What is being asked: The answer must consist solely of the lines from the one containing "Each instance receives one keypoint. Mark the yellow egg" to the end of the entries below, repeated exactly.

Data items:
======

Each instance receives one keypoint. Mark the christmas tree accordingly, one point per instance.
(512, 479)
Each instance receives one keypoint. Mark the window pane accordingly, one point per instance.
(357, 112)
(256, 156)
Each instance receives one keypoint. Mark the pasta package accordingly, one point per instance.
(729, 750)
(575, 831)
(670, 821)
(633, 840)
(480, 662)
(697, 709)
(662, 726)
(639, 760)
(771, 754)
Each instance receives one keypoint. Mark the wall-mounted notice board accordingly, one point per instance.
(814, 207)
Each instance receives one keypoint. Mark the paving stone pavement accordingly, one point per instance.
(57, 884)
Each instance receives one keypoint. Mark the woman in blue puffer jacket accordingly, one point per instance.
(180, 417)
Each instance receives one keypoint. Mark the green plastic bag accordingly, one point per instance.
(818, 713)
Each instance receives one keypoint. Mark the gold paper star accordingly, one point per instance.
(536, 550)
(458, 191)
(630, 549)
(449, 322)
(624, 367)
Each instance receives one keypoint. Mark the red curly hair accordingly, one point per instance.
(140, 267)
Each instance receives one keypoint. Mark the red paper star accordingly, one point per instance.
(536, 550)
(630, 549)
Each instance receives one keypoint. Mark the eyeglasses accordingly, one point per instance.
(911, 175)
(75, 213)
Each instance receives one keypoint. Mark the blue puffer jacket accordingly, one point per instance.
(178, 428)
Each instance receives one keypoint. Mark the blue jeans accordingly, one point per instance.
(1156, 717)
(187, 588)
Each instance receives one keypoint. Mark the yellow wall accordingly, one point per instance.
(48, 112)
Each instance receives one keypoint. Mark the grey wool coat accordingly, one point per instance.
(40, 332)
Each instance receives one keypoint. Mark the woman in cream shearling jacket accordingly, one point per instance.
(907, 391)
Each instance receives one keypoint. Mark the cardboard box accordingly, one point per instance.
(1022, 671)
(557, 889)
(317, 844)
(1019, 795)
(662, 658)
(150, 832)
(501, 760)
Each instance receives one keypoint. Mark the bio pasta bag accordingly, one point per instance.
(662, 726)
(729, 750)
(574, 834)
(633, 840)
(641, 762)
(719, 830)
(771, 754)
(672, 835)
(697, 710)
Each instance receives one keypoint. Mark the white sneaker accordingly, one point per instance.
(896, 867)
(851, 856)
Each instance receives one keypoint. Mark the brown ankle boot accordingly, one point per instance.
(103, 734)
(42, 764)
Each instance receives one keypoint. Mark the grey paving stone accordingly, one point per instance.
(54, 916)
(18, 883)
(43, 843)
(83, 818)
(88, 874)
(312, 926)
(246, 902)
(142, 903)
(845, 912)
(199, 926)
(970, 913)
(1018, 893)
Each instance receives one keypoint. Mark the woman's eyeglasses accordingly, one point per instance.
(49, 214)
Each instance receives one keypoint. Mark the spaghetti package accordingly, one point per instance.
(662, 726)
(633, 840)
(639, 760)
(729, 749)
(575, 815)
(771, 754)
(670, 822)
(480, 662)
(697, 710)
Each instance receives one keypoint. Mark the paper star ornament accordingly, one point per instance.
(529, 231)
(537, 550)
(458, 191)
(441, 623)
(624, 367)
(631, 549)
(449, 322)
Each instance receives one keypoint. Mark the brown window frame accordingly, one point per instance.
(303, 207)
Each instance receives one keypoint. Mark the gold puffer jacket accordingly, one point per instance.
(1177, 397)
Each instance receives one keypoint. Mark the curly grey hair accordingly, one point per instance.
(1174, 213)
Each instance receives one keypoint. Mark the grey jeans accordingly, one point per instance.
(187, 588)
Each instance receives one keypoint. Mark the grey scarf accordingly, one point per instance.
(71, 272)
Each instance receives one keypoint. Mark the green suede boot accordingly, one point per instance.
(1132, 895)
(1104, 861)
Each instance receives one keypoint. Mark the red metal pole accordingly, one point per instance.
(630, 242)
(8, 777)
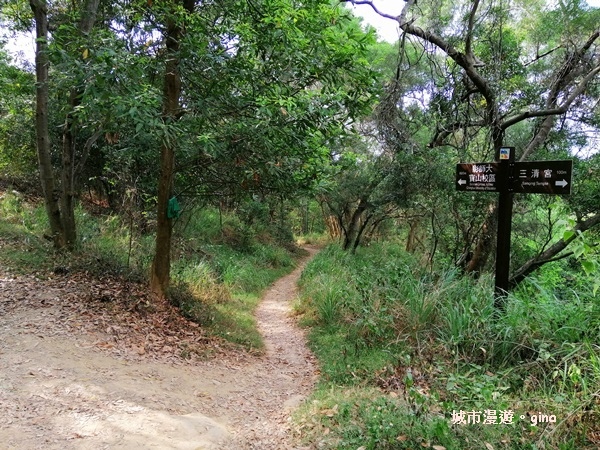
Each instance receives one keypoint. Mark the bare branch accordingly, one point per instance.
(553, 252)
(469, 39)
(370, 3)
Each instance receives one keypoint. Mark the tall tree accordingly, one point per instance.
(49, 188)
(171, 110)
(491, 90)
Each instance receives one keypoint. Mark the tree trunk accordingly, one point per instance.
(350, 232)
(51, 193)
(86, 23)
(551, 254)
(161, 264)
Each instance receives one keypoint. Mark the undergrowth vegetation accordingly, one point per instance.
(411, 359)
(220, 265)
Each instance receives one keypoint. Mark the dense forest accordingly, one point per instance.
(190, 147)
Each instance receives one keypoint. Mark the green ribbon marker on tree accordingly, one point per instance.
(173, 208)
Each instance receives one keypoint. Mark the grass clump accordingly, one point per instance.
(404, 351)
(219, 267)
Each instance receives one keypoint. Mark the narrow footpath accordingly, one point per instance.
(67, 382)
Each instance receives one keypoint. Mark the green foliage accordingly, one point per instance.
(433, 344)
(17, 139)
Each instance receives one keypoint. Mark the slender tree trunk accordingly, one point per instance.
(86, 23)
(350, 233)
(51, 193)
(161, 264)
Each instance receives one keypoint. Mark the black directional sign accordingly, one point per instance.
(482, 177)
(543, 177)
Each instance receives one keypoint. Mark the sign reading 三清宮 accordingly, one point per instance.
(543, 177)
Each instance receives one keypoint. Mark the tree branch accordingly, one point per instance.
(552, 253)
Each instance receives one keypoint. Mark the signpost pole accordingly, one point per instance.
(505, 205)
(507, 177)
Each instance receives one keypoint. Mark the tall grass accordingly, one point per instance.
(219, 267)
(434, 344)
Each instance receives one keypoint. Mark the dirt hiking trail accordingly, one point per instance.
(69, 381)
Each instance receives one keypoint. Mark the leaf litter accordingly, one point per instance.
(97, 363)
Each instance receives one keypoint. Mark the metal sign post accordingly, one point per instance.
(507, 177)
(503, 233)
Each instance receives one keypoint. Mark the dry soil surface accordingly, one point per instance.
(66, 382)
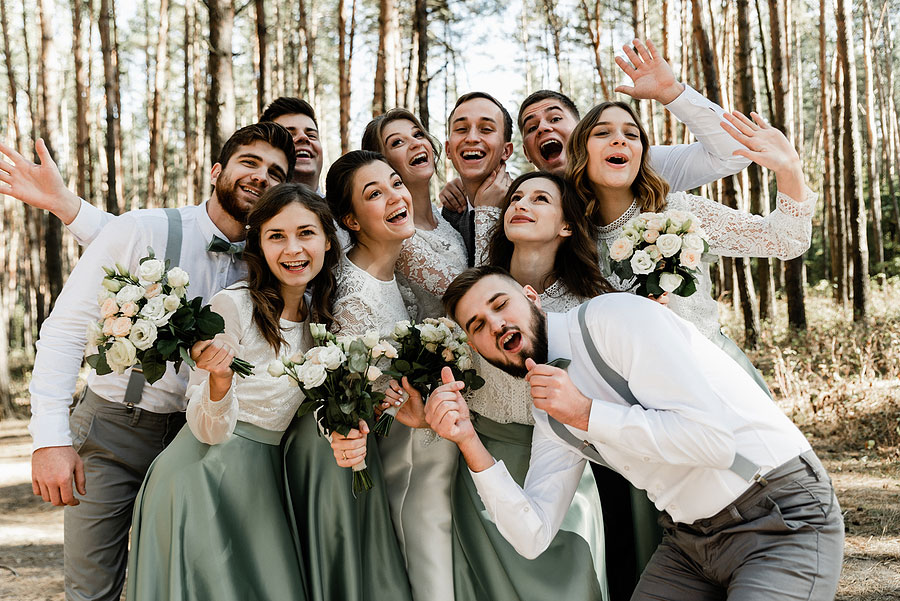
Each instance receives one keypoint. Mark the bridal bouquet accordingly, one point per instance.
(146, 318)
(425, 349)
(336, 377)
(662, 251)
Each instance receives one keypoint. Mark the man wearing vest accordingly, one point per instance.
(748, 511)
(121, 424)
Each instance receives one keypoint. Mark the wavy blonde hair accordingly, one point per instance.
(648, 187)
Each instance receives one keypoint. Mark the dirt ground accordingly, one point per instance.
(868, 487)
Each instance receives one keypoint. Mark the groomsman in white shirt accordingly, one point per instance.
(94, 461)
(748, 510)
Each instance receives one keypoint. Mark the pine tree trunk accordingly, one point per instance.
(853, 189)
(220, 118)
(160, 77)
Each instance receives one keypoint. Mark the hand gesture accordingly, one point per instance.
(447, 412)
(52, 471)
(409, 400)
(652, 76)
(350, 450)
(453, 196)
(492, 191)
(553, 391)
(40, 186)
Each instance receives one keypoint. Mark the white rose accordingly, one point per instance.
(670, 281)
(689, 258)
(331, 357)
(642, 263)
(372, 373)
(312, 374)
(143, 334)
(155, 311)
(668, 244)
(171, 302)
(693, 242)
(130, 294)
(621, 249)
(121, 355)
(401, 329)
(95, 334)
(178, 278)
(151, 270)
(371, 338)
(276, 368)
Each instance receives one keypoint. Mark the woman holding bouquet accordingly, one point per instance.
(210, 519)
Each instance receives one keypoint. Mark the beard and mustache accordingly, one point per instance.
(538, 349)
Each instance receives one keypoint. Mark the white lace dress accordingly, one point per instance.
(417, 475)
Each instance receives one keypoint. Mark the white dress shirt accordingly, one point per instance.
(698, 408)
(61, 346)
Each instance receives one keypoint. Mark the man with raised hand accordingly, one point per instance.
(121, 424)
(748, 510)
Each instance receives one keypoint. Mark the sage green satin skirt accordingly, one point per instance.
(210, 522)
(486, 567)
(347, 545)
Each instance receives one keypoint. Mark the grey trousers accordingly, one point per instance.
(783, 541)
(117, 444)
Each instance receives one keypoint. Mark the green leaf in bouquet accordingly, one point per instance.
(186, 357)
(153, 370)
(651, 284)
(98, 362)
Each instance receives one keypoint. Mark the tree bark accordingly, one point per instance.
(853, 189)
(220, 118)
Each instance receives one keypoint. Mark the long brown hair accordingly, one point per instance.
(264, 287)
(648, 187)
(576, 262)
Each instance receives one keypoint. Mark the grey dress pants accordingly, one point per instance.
(117, 443)
(780, 541)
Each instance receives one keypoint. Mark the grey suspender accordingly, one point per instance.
(741, 466)
(174, 235)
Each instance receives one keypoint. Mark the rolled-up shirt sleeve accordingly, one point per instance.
(529, 518)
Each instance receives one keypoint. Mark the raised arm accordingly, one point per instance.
(41, 186)
(684, 166)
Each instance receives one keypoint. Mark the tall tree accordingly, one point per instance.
(741, 265)
(853, 189)
(220, 117)
(871, 142)
(157, 109)
(793, 274)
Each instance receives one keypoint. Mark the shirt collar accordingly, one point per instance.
(558, 343)
(208, 228)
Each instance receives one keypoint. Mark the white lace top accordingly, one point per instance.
(259, 399)
(506, 399)
(784, 233)
(429, 261)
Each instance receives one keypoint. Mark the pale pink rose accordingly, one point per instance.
(650, 236)
(109, 308)
(621, 249)
(129, 309)
(121, 327)
(153, 290)
(689, 258)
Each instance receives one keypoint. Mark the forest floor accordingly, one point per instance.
(839, 383)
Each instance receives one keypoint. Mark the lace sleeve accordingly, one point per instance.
(429, 267)
(486, 219)
(784, 233)
(212, 422)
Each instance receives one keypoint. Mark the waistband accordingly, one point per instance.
(805, 464)
(257, 434)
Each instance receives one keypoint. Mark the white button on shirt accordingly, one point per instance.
(698, 408)
(60, 348)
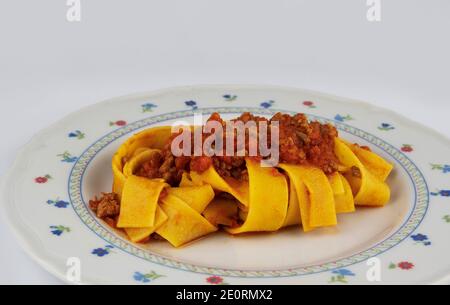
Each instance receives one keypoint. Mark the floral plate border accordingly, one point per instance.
(418, 213)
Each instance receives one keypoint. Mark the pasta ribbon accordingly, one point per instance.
(239, 190)
(320, 208)
(367, 188)
(139, 202)
(140, 234)
(345, 203)
(222, 211)
(154, 138)
(269, 197)
(184, 224)
(293, 211)
(375, 164)
(197, 197)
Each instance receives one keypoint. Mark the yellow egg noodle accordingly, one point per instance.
(273, 198)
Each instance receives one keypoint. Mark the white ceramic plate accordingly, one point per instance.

======

Task solution:
Each instance receives one keypoint. Mark the yellow egg noodle accordingly, one point per instance.
(273, 198)
Each instance receives one keypoint. Mark the white ceramic plate accordingly, one point per instance.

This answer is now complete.